start DOCUMENT EXTRACT

The goal is to effectively apply non-linear models.

5.1 Uni-variate Polynomial Model

The $L$-degree uni-variate polynomial regression model¹ is

\begin{equation} \begin{aligned}\label {eq:poly:poly_pred} \hat {y} = f_\bw (x) &= w_0 + w_1x + w_2x^2 + \cdots + w_Lx^L\\ &=\sum _{j=0}^{L} w_jx^j \end {aligned} \end{equation}

This problem is linear under the change of variables $z_{j} = x^j,\ j=0,\ldots ,L$,

\begin{equation} \hat {y} =\sum _{j=0}^{L} w_jz_{j} \end{equation}

The corresponding prediction for the dataset $\left \{x_k,y_k\right \}_{k=1}^M$ can be easily written by using the matrix notation (also termed Vandermonde matrix),

\begin{equation} \label {eq-vandermonde} \renewcommand *{\arraystretch }{1.3} \bX = \begin{bmatrix} 1 & x_1 & x_1^2 & \cdots & x_1^L\\ 1 & x_2 & x_2^2 & \cdots & x_2^L\\ \vdots & \vdots & \vdots & \ddots & \vdots \\ 1 & x_M & x_M^2 & \cdots & x_M^L\\ \end {bmatrix} \end{equation}

The weights vector $\bw $ then follows from the standard least-squares formula.

¹ The model is also presented in Sec. 4.1. The selection of $L$ is discussed in Ch. 4.4.2.

5.2 Mapping function

The data-linearization results (e.g., in (5.3)) can be formulated by a mapping function.

end DOCUMENT EXTRACT
start GIVEN INFORMATION

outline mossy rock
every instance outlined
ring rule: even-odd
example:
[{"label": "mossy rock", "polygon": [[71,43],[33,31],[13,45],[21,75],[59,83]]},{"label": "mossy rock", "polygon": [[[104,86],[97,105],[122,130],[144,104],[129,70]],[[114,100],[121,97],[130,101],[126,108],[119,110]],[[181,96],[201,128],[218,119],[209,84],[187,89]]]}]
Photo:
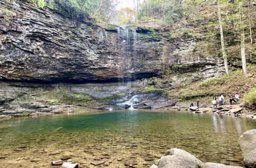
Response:
[{"label": "mossy rock", "polygon": [[68,104],[87,106],[94,103],[95,100],[86,94],[66,93],[63,95],[62,101]]}]

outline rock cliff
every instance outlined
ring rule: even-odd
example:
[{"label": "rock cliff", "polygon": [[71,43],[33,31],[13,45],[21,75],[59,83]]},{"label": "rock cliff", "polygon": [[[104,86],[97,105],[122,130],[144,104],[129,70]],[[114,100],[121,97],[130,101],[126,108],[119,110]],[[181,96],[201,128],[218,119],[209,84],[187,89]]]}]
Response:
[{"label": "rock cliff", "polygon": [[[197,39],[154,29],[108,26],[62,16],[28,1],[0,2],[0,78],[36,82],[125,80],[181,73],[217,75],[217,60],[191,55]],[[177,56],[177,53],[179,53]],[[219,64],[221,73],[223,63]]]}]

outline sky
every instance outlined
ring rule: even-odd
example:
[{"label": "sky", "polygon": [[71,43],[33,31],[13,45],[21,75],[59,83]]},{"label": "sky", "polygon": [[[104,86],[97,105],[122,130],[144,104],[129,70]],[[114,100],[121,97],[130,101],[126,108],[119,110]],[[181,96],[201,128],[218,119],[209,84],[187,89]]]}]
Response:
[{"label": "sky", "polygon": [[133,0],[118,0],[118,1],[119,2],[117,6],[118,10],[126,7],[133,8]]}]

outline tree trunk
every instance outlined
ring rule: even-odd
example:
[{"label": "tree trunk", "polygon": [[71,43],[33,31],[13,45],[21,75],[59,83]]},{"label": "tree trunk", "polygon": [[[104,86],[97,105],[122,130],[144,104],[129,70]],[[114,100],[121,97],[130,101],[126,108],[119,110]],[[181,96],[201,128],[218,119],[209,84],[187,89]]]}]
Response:
[{"label": "tree trunk", "polygon": [[251,2],[250,0],[248,1],[248,15],[249,19],[249,28],[250,29],[250,39],[251,40],[251,44],[252,44],[252,36],[251,36],[251,12],[250,6],[251,5]]},{"label": "tree trunk", "polygon": [[247,77],[246,72],[246,58],[245,58],[245,46],[244,44],[244,28],[243,24],[243,13],[242,13],[243,4],[239,3],[239,14],[240,15],[240,29],[241,29],[241,54],[242,57],[242,68],[244,75]]},{"label": "tree trunk", "polygon": [[102,5],[102,2],[103,2],[103,0],[101,0],[100,1],[100,3],[99,4],[99,8],[98,8],[98,9],[97,10],[97,11],[94,13],[93,16],[95,16],[96,14],[99,11],[99,10],[100,10],[100,8],[101,8],[101,6]]},{"label": "tree trunk", "polygon": [[222,48],[222,54],[223,55],[223,59],[224,61],[225,70],[226,75],[227,77],[229,76],[228,73],[228,66],[227,65],[227,55],[226,54],[226,50],[225,48],[225,42],[223,36],[223,30],[222,29],[222,24],[221,23],[221,11],[220,7],[220,0],[217,0],[218,6],[218,15],[219,17],[219,22],[220,23],[220,33],[221,34],[221,47]]},{"label": "tree trunk", "polygon": [[218,75],[220,75],[220,62],[219,61],[219,57],[218,55],[217,49],[215,48],[215,50],[216,51],[216,55],[217,57],[217,63],[218,63]]}]

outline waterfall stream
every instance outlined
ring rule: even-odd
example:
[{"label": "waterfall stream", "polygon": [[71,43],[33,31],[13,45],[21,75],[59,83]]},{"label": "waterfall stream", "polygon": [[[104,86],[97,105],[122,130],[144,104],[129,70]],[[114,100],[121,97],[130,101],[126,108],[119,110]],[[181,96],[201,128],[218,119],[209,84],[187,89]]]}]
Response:
[{"label": "waterfall stream", "polygon": [[127,101],[118,104],[128,104],[131,106],[131,107],[129,107],[129,109],[134,109],[134,108],[133,107],[133,106],[135,105],[136,104],[136,102],[139,101],[137,97],[138,95],[134,95]]},{"label": "waterfall stream", "polygon": [[[122,56],[122,65],[120,66],[119,70],[122,73],[123,78],[119,79],[119,82],[126,82],[127,88],[129,90],[130,96],[131,96],[132,80],[135,80],[136,76],[132,73],[133,69],[133,58],[132,54],[136,54],[136,51],[134,50],[134,44],[137,40],[137,34],[135,29],[128,26],[127,25],[120,25],[117,28],[119,49],[123,50],[124,55]],[[130,96],[129,96],[130,97]],[[138,99],[137,95],[132,97],[129,100],[118,104],[128,104],[131,106],[129,109],[133,109],[133,106]]]},{"label": "waterfall stream", "polygon": [[134,52],[133,44],[137,40],[137,34],[135,29],[127,25],[120,25],[117,28],[118,41],[119,44],[118,50],[122,55],[122,64],[119,65],[119,71],[122,74],[122,78],[118,79],[119,82],[127,82],[127,88],[132,87],[131,81],[136,79],[133,75],[132,55],[136,54]]}]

end GIVEN INFORMATION

WORK TO DO
Reproduce the entire polynomial regression excerpt word for word.

FINISHED ANSWER
The goal is to effectively apply non-linear models.

5.1 Uni-variate Polynomial Model

The $L$-degree uni-variate polynomial regression model¹ is

\begin{equation} \begin{aligned}\label {eq:poly:poly_pred} \hat {y} = f_\bw (x) &= w_0 + w_1x + w_2x^2 + \cdots + w_Lx^L\\ &=\sum _{j=0}^{L} w_jx^j \end {aligned} \end{equation}

This problem is linear under the change of variables $z_{j} = x^j,\ j=0,\ldots ,L$,

\begin{equation} \hat {y} =\sum _{j=0}^{L} w_jz_{j} \end{equation}

The corresponding prediction for the dataset $\left \{x_k,y_k\right \}_{k=1}^M$ can be easily written by using the matrix notation (also termed Vandermonde matrix),

\begin{equation} \label {eq-vandermonde} \renewcommand *{\arraystretch }{1.3} \bX = \begin{bmatrix} 1 & x_1 & x_1^2 & \cdots & x_1^L\\ 1 & x_2 & x_2^2 & \cdots & x_2^L\\ \vdots & \vdots & \vdots & \ddots & \vdots \\ 1 & x_M & x_M^2 & \cdots & x_M^L\\ \end {bmatrix} \end{equation}

The weights vector $\bw $ then follows from the standard least-squares formula.

¹ The model is also presented in Sec. 4.1. The selection of $L$ is discussed in Ch. 4.4.2.

5.2 Mapping function

The data-linearization results (e.g., in (5.3)) can be formulated by a mapping function.